Dataset entries section start

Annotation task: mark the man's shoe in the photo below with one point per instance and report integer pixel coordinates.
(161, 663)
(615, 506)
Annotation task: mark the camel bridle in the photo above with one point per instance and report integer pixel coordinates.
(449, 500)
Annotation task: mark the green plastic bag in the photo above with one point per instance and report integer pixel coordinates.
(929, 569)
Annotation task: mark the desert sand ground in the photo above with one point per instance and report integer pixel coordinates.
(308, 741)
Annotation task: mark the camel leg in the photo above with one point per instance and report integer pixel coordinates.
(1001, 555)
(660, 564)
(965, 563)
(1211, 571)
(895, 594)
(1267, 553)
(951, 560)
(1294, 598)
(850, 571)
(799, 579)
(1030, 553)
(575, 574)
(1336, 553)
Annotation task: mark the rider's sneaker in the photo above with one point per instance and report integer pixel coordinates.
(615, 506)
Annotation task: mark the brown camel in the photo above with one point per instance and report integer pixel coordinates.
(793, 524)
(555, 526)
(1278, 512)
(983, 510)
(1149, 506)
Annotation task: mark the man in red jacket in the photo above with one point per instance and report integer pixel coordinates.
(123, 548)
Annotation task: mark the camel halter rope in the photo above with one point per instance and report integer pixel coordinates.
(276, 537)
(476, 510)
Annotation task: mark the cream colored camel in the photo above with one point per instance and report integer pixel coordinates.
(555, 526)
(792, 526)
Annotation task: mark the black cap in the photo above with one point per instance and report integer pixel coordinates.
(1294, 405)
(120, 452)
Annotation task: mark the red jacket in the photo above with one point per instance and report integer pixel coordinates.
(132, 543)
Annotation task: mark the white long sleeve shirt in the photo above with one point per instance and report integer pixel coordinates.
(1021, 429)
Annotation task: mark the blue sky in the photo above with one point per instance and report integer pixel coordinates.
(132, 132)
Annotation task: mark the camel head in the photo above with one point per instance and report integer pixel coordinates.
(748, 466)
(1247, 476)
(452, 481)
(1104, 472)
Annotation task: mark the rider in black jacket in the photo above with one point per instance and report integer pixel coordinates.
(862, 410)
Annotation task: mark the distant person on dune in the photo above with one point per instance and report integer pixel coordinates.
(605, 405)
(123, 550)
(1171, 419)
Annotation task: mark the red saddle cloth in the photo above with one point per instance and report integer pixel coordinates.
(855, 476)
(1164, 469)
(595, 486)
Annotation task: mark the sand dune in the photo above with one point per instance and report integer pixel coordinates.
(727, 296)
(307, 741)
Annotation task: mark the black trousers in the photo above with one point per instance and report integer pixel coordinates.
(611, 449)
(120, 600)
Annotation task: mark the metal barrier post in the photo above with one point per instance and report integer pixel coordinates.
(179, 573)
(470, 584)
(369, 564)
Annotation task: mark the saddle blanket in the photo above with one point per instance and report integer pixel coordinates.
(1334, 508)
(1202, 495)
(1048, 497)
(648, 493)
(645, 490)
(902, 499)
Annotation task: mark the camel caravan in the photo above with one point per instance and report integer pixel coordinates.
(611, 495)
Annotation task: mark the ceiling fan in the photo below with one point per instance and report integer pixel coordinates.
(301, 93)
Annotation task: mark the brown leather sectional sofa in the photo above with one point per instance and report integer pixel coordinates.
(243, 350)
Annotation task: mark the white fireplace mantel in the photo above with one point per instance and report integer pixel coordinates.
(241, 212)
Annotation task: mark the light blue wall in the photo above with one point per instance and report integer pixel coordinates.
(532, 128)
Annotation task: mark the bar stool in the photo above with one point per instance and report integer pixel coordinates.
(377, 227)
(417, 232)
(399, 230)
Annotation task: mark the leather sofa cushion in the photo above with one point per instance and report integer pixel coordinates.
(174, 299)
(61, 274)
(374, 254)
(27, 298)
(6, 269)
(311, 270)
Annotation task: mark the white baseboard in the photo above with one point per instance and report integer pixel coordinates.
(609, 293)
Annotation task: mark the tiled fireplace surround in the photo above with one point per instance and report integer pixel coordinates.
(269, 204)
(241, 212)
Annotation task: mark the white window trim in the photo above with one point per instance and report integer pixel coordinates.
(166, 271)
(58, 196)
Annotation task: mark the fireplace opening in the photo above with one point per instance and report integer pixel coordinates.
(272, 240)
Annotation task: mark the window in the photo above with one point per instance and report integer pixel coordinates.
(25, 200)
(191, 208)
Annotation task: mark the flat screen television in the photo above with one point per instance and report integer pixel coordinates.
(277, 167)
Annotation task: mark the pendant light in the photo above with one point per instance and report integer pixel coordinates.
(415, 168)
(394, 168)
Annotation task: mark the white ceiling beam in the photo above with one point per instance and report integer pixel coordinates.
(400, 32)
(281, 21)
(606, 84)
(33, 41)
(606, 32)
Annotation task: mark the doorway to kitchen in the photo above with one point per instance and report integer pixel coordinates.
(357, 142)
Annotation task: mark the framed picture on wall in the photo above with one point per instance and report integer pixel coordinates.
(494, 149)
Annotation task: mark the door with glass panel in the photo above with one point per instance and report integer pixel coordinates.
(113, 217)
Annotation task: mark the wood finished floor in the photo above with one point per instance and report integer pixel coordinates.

Dataset entries section end

## Aim of the exercise
The answer is to be the lines from the one holding "Annotation task: mark the window" through the end of the data above, transcribed character for character, both ends included.

## Exercise solution
Annotation task: mark the window in the photo above with one point per instance and report integer pixel coordinates.
(25, 200)
(191, 208)
Annotation task: mark the flat screen television in the photo above with one point per instance and report integer pixel coordinates.
(277, 167)
Annotation task: mark the pendant light in the photo above with one point per instance and report integer pixel coordinates.
(415, 168)
(394, 168)
Annotation task: mark the white ceiling beam in the photo above with one point per instance and report integer pixel coordinates.
(400, 32)
(281, 21)
(606, 84)
(33, 41)
(606, 32)
Annotation task: mark the doorway to kitchen in the photo above with one point per instance and report integer pixel coordinates.
(357, 142)
Annotation task: mark the framed picture on wall in the photo above with one point per instance and report integer pixel coordinates.
(494, 149)
Annotation task: mark the door with glass panel in the photo above with one point per instance and report integer pixel coordinates.
(113, 217)
Annotation task: mark the wood finished floor in the photo above with one point per instance and report integer pixel coordinates.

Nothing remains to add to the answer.